(DATA begins)

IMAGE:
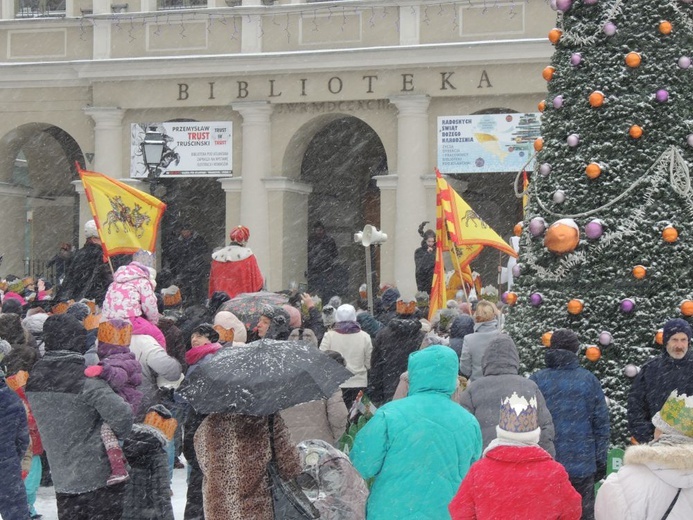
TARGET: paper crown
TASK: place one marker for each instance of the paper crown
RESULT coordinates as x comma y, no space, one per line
225,335
115,332
518,415
171,296
160,418
677,412
405,308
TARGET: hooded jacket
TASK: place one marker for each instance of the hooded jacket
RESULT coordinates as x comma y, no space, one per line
651,388
482,397
391,349
515,483
578,408
647,482
70,408
473,347
419,448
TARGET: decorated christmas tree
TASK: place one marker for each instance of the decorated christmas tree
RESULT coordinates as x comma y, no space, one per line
607,243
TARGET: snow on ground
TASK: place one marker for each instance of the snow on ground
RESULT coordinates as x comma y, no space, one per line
46,505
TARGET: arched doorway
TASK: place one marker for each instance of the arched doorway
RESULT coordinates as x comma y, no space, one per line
40,207
339,163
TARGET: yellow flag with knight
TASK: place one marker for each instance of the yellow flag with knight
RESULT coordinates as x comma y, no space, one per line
127,219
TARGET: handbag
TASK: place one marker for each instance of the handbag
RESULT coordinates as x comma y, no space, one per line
288,500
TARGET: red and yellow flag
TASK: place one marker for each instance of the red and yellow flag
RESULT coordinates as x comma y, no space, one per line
127,219
464,234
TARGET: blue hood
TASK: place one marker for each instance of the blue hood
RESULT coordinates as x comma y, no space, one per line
433,369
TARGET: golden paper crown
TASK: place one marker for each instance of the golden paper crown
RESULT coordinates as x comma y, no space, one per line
115,332
225,335
165,426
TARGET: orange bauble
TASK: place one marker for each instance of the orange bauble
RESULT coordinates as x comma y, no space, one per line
687,308
639,272
562,237
593,353
670,234
546,338
635,132
633,59
555,35
575,306
596,99
593,170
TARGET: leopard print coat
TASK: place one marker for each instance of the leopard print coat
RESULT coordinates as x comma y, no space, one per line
233,452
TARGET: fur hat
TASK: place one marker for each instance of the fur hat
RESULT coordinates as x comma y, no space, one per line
240,235
675,326
565,339
676,416
518,419
90,230
345,312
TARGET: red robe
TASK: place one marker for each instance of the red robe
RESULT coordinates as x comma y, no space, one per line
234,270
516,483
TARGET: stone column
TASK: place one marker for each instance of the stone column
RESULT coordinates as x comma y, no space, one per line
255,166
413,165
108,140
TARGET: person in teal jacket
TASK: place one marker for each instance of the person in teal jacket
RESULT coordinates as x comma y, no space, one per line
418,448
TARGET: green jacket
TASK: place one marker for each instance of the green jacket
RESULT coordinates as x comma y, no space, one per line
418,448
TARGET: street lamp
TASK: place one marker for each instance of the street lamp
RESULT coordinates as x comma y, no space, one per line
152,151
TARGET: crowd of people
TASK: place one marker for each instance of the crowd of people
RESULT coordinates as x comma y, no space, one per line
453,429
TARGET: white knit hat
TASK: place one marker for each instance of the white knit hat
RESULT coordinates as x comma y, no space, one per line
345,312
90,230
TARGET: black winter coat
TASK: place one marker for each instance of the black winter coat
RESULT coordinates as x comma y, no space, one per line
391,349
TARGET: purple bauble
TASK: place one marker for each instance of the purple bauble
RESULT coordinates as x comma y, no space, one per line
631,370
563,5
605,338
609,28
537,226
594,229
627,305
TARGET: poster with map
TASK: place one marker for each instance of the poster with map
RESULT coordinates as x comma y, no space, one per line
487,142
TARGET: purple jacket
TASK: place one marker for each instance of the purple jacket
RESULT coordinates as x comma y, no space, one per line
122,372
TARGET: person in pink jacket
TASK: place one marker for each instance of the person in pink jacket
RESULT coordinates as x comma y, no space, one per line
131,297
516,479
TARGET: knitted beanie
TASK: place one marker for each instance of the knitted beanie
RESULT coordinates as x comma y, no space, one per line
675,326
565,339
518,419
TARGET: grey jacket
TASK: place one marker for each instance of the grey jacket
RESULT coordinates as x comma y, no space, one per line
500,364
473,347
69,409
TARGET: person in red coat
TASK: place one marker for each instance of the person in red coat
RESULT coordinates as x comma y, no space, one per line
234,268
516,479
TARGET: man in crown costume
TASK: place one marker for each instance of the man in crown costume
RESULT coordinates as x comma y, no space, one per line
234,268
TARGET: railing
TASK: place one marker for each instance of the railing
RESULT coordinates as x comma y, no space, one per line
40,8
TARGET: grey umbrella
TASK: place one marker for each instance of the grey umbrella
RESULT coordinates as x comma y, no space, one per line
262,378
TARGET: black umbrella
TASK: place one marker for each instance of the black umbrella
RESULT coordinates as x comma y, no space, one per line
262,378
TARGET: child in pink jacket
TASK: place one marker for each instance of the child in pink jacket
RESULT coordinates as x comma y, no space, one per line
131,297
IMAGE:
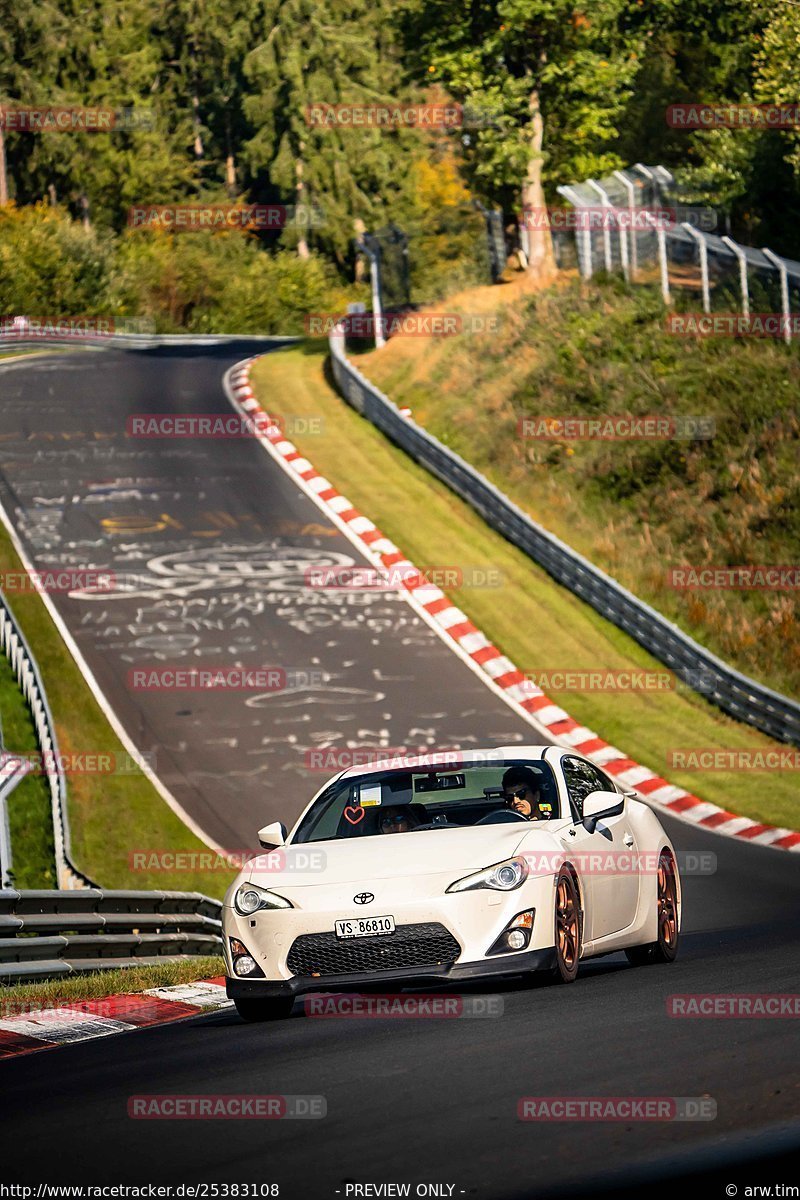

(DATA ends)

TO DO
Would you retype exactly the lines running from the line that contains "the person in red coat" through the end of the listing above, both included? Skip every picture.

SOLUTION TO THE PROBLEM
TASK: place one marker for each instance of the person in red coat
RESULT coordinates as x comma y, no space, one per line
234,268
516,479
TARGET: man in crown costume
TASK: place one marker for each instance of the man in crown costume
RESULT coordinates as x comma y, no space, one per line
234,268
TARGET: railing
TASK: place one marker for each instance of the railing
RESULT coordinates as x comma y, no space, one per line
40,8
TARGET: grey umbrella
TASK: place one marker for each instance of the grey umbrella
RESULT coordinates as x comma y, no space, one per line
262,378
TARGET: black umbrella
TASK: place one marker for each instance of the black umbrella
RESULT coordinates as x comma y, no space, one per line
262,378
TARGET: child in pink jacket
TASK: place one marker for each instance of the child in pink jacket
RESULT coordinates as x comma y, no space, one per line
131,297
IMAGE:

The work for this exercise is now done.